Selection »

•••••

List Info

Thread: Re: the utf8 flag (was Re: decode_utf8 sets utf8 flag on plain ascii strings)




Re: the utf8 flag (was Re: decode_utf8 sets utf8 flag on plain ascii strings)
user name
2007-03-30 13:46:41
On Fri, Mar 30, 2007 at 08:00:36PM +0200, Marc Lehmann
wrote:
> On Fri, Mar 30, 2007 at 01:31:22PM +0100, Nicholas
Clark <nickccl4.org> wrote:

> However, some of the obvious fixes would be to change
ExtUtils/typemap so
> that stuff such as "const char *" does no
longer boil down to random bytes.
> Example:
> 
> SV *compress (const char *data);
> 
> the right thing here is to use SvPVbyte, at leats in
the majority of
> cases.  The reason is that existing users either have
to clal downgrade
> explicitly themselves or suffer from random problems.

This seems a sane idea. However, I'm not going to change it
for 5.8.9

5.10 is a different matter, but also not my call.

> Could you tell me why almost every other 5.6 bug was
fixed in 5.8, but
> gratitious breakage of large parts of CPAN are accepted
with this change?
> Whats the rationale behind keeping this 5.6 bug, while
fixing the rest?

No, I can't.
5.8.0 and 5.8.1 were not my releases, *and* I wasn't aware
that 'C' was a
problem at that time.

I *think* that the reason may have been because "it is
documented in
Programming Perl" that it behaves the 5.6.0 way.

*but*

I went looking, and the closest I can find to an assertion
about how it works
is:

* the pack/unpack letters "c" and "C" do
/not/ change, since they're often
  used for byte-orientated formats. (Again, think
"char" in the C language.)
  However, there is a new "U" specifier that will
convert between UTF-8
  characters an integers:

    pack("U*", 1, 20 ,300, 4000) eq
v1.20.300.4000

* The chr and ord functions work on characters

    chr(1).chr(20).chr(300).chr(4000) eq v1.20.3000.4000

  In other words, chr and ord are like pack("U")
and unpack("U"), not like
  pack("C") and unpack("C"). In fact,
the latter two are how you now emulate
  byte-orientated chr and ord if you're too lazy to use
bytes.

•••••

(Source data)
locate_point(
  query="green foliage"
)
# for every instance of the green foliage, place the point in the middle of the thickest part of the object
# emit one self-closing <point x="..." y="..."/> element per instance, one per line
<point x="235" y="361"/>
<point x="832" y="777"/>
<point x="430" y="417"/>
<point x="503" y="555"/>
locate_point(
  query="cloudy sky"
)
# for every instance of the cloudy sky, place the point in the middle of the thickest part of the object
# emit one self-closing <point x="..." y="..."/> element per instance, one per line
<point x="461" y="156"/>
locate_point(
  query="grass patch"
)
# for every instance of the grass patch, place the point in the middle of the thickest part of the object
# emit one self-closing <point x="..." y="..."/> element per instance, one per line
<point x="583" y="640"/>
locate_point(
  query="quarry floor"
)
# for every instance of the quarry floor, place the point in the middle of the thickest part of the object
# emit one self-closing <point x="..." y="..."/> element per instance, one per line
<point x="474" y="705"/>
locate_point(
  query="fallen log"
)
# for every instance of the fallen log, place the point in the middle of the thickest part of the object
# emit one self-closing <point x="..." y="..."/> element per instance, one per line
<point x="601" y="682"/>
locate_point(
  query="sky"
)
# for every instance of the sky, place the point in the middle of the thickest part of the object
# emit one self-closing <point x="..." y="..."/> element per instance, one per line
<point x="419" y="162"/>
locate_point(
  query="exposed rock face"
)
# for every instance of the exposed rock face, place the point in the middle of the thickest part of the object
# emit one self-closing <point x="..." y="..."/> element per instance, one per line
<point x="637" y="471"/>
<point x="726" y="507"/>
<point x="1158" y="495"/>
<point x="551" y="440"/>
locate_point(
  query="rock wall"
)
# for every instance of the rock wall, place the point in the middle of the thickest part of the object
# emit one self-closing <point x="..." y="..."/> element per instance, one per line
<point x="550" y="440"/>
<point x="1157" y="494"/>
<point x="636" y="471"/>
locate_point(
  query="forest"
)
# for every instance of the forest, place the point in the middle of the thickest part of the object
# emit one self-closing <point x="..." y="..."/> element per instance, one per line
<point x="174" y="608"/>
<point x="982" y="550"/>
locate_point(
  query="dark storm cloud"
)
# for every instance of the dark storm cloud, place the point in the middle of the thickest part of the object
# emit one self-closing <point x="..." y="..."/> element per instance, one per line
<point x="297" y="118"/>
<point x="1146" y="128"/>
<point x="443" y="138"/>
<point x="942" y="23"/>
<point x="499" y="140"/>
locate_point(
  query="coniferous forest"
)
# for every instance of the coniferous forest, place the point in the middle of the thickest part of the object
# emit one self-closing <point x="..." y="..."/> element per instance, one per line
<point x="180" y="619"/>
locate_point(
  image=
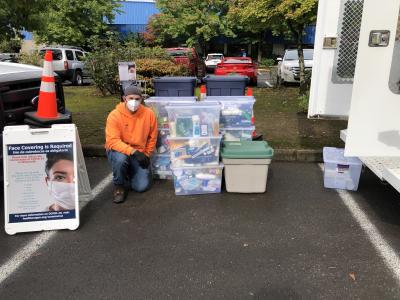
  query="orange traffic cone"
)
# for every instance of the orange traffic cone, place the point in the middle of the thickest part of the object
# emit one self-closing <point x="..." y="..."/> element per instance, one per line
<point x="47" y="113"/>
<point x="203" y="92"/>
<point x="47" y="107"/>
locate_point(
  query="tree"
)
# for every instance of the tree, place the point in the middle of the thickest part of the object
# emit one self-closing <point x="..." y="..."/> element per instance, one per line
<point x="73" y="22"/>
<point x="288" y="17"/>
<point x="194" y="22"/>
<point x="16" y="16"/>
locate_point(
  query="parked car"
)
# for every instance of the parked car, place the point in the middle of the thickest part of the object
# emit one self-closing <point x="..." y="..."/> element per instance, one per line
<point x="19" y="90"/>
<point x="68" y="63"/>
<point x="212" y="60"/>
<point x="288" y="67"/>
<point x="238" y="66"/>
<point x="189" y="58"/>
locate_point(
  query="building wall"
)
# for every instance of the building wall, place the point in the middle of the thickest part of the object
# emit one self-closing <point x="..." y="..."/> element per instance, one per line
<point x="134" y="16"/>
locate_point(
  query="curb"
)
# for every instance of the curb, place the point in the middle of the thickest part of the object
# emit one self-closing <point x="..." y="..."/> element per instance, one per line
<point x="291" y="155"/>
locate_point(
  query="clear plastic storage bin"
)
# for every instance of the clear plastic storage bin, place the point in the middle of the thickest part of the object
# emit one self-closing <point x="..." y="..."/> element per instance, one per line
<point x="162" y="146"/>
<point x="161" y="166"/>
<point x="236" y="111"/>
<point x="233" y="134"/>
<point x="194" y="120"/>
<point x="194" y="151"/>
<point x="197" y="180"/>
<point x="341" y="172"/>
<point x="158" y="104"/>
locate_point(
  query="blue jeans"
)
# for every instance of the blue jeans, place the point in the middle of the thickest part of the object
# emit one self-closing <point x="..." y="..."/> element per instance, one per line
<point x="127" y="167"/>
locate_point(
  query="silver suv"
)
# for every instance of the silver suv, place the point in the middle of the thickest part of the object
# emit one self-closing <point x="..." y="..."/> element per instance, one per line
<point x="68" y="63"/>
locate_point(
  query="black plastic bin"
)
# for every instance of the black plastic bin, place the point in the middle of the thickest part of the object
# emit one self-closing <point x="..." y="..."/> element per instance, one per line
<point x="226" y="85"/>
<point x="174" y="86"/>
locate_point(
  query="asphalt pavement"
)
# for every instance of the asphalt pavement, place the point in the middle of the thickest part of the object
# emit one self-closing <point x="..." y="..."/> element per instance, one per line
<point x="296" y="241"/>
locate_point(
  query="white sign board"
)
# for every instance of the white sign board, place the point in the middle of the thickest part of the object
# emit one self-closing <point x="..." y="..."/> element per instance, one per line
<point x="127" y="71"/>
<point x="40" y="178"/>
<point x="374" y="122"/>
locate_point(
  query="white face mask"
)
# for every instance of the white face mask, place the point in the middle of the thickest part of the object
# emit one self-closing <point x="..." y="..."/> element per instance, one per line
<point x="63" y="193"/>
<point x="133" y="105"/>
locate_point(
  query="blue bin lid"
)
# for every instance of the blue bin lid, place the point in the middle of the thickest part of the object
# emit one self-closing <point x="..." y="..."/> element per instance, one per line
<point x="175" y="79"/>
<point x="235" y="78"/>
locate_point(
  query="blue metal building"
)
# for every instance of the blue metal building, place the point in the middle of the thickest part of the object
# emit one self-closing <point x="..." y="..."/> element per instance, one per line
<point x="134" y="16"/>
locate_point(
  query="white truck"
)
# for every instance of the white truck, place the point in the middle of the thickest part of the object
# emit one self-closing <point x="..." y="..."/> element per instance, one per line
<point x="356" y="76"/>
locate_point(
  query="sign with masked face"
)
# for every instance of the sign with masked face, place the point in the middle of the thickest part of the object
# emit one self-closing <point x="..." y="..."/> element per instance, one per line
<point x="127" y="71"/>
<point x="40" y="178"/>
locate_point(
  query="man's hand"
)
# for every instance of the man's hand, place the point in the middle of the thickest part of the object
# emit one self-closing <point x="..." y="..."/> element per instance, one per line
<point x="143" y="159"/>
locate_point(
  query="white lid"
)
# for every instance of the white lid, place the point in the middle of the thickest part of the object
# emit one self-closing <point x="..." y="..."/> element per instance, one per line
<point x="336" y="156"/>
<point x="194" y="138"/>
<point x="173" y="99"/>
<point x="168" y="100"/>
<point x="244" y="99"/>
<point x="180" y="105"/>
<point x="252" y="128"/>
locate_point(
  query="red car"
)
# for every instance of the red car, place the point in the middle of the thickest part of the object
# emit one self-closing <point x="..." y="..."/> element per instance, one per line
<point x="189" y="58"/>
<point x="238" y="66"/>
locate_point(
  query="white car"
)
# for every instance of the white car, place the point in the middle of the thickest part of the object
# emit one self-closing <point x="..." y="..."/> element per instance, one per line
<point x="288" y="67"/>
<point x="212" y="60"/>
<point x="69" y="63"/>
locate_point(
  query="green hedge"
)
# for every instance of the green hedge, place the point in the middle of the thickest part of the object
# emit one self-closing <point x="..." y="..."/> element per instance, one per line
<point x="150" y="62"/>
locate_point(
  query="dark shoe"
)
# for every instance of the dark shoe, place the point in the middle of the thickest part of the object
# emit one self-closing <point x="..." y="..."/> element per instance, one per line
<point x="119" y="194"/>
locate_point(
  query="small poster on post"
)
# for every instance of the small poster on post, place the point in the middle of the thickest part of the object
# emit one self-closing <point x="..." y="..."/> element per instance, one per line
<point x="127" y="71"/>
<point x="41" y="182"/>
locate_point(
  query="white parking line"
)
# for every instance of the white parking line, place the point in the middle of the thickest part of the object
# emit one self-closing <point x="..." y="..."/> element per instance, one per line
<point x="24" y="254"/>
<point x="388" y="254"/>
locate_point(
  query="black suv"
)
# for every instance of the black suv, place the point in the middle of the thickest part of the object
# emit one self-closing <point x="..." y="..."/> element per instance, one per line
<point x="19" y="90"/>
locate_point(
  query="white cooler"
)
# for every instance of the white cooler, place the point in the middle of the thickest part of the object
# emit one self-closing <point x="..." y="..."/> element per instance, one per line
<point x="246" y="166"/>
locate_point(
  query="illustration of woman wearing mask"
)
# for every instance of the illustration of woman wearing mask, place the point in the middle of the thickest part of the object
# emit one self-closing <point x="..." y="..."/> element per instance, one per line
<point x="60" y="180"/>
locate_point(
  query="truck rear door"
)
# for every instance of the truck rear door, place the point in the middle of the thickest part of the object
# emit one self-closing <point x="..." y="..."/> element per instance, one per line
<point x="374" y="122"/>
<point x="335" y="53"/>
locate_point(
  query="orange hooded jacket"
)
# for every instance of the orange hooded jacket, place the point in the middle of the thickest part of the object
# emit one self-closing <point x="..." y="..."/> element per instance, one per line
<point x="126" y="132"/>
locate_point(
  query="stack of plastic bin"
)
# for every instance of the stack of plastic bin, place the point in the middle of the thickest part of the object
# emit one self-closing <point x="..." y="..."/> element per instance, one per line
<point x="236" y="122"/>
<point x="194" y="143"/>
<point x="161" y="160"/>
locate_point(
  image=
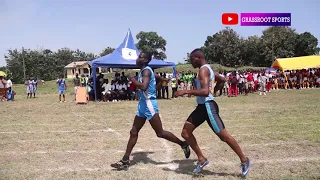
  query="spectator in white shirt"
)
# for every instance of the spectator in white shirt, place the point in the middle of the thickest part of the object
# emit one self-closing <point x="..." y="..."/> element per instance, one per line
<point x="9" y="83"/>
<point x="106" y="93"/>
<point x="122" y="90"/>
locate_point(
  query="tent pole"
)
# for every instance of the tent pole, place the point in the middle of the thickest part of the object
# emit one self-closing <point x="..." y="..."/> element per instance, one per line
<point x="94" y="82"/>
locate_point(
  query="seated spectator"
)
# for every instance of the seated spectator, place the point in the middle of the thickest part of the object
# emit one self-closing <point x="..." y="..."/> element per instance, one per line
<point x="10" y="94"/>
<point x="122" y="90"/>
<point x="131" y="91"/>
<point x="90" y="89"/>
<point x="114" y="91"/>
<point x="318" y="82"/>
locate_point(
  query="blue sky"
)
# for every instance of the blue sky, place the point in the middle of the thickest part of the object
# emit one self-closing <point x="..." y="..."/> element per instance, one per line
<point x="92" y="25"/>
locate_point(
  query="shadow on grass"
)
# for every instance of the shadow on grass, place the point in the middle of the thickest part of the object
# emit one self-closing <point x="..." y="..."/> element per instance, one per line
<point x="185" y="166"/>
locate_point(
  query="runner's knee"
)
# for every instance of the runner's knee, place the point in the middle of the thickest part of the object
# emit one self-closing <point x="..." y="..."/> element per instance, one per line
<point x="160" y="134"/>
<point x="224" y="137"/>
<point x="185" y="134"/>
<point x="133" y="133"/>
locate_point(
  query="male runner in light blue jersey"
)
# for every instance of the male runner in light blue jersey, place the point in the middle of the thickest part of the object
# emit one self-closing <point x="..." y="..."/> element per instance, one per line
<point x="207" y="110"/>
<point x="147" y="110"/>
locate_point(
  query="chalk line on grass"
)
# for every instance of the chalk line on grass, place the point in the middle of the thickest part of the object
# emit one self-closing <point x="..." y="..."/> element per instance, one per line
<point x="220" y="163"/>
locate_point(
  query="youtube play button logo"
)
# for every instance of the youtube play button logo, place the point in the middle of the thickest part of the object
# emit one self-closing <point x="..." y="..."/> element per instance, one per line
<point x="230" y="19"/>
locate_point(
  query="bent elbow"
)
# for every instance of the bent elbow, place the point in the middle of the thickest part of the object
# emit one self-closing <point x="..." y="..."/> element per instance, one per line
<point x="144" y="88"/>
<point x="206" y="92"/>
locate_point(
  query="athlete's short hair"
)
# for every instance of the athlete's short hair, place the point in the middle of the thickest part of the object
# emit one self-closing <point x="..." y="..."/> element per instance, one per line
<point x="148" y="55"/>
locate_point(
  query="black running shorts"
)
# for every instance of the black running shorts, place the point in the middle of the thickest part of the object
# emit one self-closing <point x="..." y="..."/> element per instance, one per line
<point x="207" y="112"/>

•••••

Written instruction 1 »
Filter the rows down to every line that contains the string "shirt".
Written instruction 2 »
Write the next part of the Perl utf8 flag thread, starting after its last line.
The Perl utf8 flag thread and the rows are unrelated to each other.

Answer 1 »
  query="spectator in white shirt"
# for every instance of the spectator in white shirt, place the point in the middle of the thickest part of the object

Answer 2 »
[3rd edition, page 408]

> > I don't like anything Perl space that lets the
abstraction leak, and "C" is
> > one of them.
> 
> So why not fix it? Nobody made such a fuss when they
fixed the remaining bugs
> from 5.6. For example, PApp, one of my older modules
using unicode, is full

I'm not going to change anything this late in 5.8.x.
Whether 5.10 changes is not something I have the final say
on.


> And as I said, there is no pack-type that gives me the
old meaning of
> "C" that every structure-decoding program
relies on. Thats gratitious
> undocumented breakage. (It really is undocumented
because all of the perl
> documentation tells me that the internal encoding
doesn't surface, and the
> small hint in the pack description for "C"
seems to reinforce this as it
> tells me it works "even in the presence of
Unicode"!).
> 
> In any case, please could you answer to me why you
accept obvious breakage
> of old code in this case? I really wanna know.

> 
> The only argument in favour I have heard os far is that
the camelbook
> documents it in some obscure way. But that cannot be a
reason to keep a
> bug.  If the camelbook describes buggy behaviour, it
needs a fix. It is
> insane to force every existing perl program that uses
that feature to
> be changed in a way that contradicts the rest of the
documentation, is
> unintuitive and generaly useless (again, show me a
useful application for
> unpack "C" with 5.8 semantics).

I agree with the obscure now.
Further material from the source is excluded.